• _Task goal_
Pull every line containing "sign" out of the material below.

• _Data extract_
****
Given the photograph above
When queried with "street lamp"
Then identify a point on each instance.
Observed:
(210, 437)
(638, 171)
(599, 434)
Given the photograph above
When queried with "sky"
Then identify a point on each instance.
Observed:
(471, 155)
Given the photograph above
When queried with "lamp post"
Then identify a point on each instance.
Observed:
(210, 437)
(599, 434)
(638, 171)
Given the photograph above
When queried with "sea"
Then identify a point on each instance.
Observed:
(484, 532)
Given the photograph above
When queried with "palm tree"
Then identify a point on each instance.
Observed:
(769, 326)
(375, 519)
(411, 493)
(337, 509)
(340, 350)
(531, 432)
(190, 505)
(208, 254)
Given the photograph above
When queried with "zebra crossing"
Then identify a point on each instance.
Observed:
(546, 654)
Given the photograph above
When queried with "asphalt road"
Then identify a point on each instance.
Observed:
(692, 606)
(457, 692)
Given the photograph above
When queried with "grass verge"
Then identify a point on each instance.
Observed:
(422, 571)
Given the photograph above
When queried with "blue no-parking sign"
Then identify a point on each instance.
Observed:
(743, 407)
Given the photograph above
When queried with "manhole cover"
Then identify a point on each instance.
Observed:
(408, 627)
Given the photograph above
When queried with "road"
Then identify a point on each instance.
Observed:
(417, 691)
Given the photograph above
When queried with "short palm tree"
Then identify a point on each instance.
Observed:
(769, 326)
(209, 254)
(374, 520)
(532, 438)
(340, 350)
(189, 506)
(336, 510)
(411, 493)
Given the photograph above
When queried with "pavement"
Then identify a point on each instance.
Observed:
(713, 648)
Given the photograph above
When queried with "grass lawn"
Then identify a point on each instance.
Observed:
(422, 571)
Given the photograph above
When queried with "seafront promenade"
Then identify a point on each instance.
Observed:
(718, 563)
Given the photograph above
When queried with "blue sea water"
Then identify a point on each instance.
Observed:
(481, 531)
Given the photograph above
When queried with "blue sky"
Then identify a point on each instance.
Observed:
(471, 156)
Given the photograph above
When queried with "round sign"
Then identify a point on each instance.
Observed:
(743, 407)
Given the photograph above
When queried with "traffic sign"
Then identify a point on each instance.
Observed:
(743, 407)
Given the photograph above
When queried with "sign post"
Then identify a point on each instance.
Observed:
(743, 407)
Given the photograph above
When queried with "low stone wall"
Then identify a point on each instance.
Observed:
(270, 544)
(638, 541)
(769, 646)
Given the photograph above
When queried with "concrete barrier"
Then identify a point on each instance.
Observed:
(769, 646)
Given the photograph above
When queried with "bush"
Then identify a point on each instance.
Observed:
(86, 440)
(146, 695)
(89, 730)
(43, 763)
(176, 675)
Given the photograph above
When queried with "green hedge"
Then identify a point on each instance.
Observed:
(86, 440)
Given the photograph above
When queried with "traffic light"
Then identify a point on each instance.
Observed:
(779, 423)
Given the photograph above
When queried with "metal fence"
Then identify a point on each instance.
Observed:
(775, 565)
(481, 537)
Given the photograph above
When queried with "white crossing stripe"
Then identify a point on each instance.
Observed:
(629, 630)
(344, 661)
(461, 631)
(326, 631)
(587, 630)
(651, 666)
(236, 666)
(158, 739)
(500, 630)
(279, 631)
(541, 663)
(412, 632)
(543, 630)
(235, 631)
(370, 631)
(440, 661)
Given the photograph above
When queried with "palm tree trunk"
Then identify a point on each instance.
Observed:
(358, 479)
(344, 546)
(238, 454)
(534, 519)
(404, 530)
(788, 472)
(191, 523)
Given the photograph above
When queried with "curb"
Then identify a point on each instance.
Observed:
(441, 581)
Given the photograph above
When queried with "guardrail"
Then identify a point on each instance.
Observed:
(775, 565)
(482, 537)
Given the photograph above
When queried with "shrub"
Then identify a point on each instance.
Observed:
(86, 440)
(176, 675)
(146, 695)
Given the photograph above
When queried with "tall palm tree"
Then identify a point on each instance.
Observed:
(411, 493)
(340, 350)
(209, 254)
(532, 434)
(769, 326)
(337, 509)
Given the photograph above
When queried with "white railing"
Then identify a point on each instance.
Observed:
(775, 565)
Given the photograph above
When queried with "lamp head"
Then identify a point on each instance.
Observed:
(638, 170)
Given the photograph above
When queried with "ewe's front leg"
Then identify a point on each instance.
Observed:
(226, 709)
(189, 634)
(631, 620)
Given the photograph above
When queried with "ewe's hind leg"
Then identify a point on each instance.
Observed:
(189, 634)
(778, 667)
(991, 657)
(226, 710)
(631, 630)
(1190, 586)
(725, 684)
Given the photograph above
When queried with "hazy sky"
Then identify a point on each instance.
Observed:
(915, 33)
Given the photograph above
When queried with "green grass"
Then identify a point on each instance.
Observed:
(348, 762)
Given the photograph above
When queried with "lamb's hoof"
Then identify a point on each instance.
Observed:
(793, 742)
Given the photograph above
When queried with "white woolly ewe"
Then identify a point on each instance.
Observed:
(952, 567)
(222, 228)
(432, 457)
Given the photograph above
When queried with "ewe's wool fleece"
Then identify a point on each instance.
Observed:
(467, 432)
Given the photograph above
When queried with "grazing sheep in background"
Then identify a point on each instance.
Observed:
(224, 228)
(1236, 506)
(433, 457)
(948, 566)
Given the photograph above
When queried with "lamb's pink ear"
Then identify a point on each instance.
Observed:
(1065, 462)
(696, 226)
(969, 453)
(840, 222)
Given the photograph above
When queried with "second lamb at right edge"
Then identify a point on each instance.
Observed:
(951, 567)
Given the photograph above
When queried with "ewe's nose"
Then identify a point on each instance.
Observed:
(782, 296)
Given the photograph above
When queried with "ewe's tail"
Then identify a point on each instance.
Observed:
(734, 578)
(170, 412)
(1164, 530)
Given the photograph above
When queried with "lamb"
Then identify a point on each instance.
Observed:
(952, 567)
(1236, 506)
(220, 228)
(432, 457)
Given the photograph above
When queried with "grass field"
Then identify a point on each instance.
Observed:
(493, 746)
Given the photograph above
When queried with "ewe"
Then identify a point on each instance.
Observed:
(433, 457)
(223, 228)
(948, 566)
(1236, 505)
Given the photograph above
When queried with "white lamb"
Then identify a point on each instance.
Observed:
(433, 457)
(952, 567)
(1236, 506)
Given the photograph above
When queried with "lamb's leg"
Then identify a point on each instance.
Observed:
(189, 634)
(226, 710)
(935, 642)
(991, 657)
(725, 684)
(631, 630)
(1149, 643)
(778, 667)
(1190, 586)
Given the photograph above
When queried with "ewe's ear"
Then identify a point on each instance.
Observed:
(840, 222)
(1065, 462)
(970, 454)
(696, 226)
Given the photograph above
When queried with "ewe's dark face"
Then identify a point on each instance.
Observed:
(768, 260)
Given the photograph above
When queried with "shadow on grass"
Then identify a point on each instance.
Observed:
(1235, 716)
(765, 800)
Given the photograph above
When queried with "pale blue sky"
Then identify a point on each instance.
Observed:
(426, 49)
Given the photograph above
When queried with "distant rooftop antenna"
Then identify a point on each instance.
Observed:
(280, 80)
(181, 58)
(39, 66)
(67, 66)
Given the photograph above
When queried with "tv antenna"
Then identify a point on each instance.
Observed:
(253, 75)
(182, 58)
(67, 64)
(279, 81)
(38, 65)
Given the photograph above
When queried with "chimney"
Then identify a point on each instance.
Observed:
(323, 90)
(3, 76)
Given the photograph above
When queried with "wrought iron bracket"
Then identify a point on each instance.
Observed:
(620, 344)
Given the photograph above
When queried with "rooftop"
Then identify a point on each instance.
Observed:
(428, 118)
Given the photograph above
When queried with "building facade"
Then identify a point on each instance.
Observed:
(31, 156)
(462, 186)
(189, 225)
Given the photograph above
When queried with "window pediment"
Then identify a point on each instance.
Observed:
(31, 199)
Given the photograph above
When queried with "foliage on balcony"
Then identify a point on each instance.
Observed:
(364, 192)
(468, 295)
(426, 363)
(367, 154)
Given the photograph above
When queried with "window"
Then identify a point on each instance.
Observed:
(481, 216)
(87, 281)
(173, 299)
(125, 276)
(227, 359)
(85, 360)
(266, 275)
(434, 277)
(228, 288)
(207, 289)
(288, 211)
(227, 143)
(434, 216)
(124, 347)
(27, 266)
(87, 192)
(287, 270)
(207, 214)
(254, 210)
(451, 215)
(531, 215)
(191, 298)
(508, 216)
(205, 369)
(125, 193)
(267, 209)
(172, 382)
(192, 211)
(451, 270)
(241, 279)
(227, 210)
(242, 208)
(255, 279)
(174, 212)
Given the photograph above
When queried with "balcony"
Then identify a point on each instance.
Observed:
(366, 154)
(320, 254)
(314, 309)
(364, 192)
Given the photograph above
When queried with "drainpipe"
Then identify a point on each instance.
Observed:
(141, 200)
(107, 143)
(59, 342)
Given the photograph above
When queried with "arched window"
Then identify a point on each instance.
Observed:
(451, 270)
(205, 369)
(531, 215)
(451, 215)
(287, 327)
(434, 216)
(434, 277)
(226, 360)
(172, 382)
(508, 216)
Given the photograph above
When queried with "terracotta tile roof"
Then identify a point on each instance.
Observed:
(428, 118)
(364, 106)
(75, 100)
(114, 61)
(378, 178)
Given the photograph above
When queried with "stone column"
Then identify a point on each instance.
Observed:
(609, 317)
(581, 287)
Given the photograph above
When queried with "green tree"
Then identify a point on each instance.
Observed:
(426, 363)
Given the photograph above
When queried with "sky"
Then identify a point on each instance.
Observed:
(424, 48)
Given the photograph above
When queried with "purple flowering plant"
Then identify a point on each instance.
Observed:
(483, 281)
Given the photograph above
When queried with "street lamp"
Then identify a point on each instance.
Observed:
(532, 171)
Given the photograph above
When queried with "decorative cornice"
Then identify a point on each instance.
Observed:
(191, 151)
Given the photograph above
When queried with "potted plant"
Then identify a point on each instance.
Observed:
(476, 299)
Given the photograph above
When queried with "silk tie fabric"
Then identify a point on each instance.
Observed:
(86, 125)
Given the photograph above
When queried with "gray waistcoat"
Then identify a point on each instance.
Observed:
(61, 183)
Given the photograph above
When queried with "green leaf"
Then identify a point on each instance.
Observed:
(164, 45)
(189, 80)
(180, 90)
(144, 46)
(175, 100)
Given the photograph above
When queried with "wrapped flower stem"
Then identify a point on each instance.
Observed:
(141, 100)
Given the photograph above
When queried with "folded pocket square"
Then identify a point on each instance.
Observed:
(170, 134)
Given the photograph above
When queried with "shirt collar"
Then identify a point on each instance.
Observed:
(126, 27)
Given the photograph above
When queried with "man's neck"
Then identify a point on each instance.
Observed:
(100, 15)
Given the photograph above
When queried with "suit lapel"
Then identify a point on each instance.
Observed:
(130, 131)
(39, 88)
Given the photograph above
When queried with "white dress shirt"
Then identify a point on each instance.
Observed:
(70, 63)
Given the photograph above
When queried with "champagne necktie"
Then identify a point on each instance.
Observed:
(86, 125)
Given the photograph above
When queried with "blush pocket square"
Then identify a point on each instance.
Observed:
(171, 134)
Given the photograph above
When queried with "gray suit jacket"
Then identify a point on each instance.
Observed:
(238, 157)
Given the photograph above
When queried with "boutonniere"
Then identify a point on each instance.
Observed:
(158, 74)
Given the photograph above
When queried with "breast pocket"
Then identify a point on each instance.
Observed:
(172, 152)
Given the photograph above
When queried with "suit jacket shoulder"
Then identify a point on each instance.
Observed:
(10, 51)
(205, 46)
****
• _Answer space_
When queried with "blue no-parking sign"
When queried with "round sign"
When queried with "traffic sign"
When queried with "sign post"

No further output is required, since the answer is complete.